=== GOAL ===
Copy out the section of the material that starts with the line containing "Put a marker on each instance of the house" and continues to the end, requests included. Multiply each x and y coordinate in the answers by 1.75 and round to whole numbers, with halves rounded up.

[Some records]

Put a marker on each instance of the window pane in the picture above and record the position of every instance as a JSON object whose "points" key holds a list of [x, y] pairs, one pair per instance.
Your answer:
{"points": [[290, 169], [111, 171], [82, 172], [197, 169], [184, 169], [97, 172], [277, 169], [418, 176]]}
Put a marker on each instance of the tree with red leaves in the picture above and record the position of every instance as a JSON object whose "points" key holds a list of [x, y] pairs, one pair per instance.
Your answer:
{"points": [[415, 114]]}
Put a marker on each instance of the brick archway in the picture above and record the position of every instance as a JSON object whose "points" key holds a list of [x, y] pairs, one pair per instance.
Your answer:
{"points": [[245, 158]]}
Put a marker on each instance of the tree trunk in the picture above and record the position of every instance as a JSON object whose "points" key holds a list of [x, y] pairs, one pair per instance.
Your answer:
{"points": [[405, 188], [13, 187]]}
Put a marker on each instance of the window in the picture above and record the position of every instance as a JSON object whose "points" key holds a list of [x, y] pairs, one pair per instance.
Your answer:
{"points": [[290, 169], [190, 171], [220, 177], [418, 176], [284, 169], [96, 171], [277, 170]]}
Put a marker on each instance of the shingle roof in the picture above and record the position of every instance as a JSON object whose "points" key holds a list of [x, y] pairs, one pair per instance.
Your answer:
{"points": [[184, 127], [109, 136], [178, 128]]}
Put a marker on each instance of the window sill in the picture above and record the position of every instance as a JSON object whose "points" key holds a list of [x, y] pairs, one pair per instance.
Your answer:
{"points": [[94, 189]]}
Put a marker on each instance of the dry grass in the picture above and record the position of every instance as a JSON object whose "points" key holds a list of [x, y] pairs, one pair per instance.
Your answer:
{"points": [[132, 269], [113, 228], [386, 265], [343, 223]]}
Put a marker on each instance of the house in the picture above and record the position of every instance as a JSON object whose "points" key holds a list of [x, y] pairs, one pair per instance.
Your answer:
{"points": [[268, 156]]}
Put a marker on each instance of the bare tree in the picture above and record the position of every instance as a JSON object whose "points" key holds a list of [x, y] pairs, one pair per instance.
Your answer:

=== RIGHT ANSWER ===
Put a marker on each instance of the house in the picture above and record the position of every instance as a JSON object whose "points" key holds a list of [x, y] pairs, one pair per instance.
Your answer:
{"points": [[469, 273]]}
Put a marker on each instance of the bare tree in the picture above and record the position of every instance as a JSON object whose "points" key holds a list of [x, y] pairs, one pair per instance.
Your answer:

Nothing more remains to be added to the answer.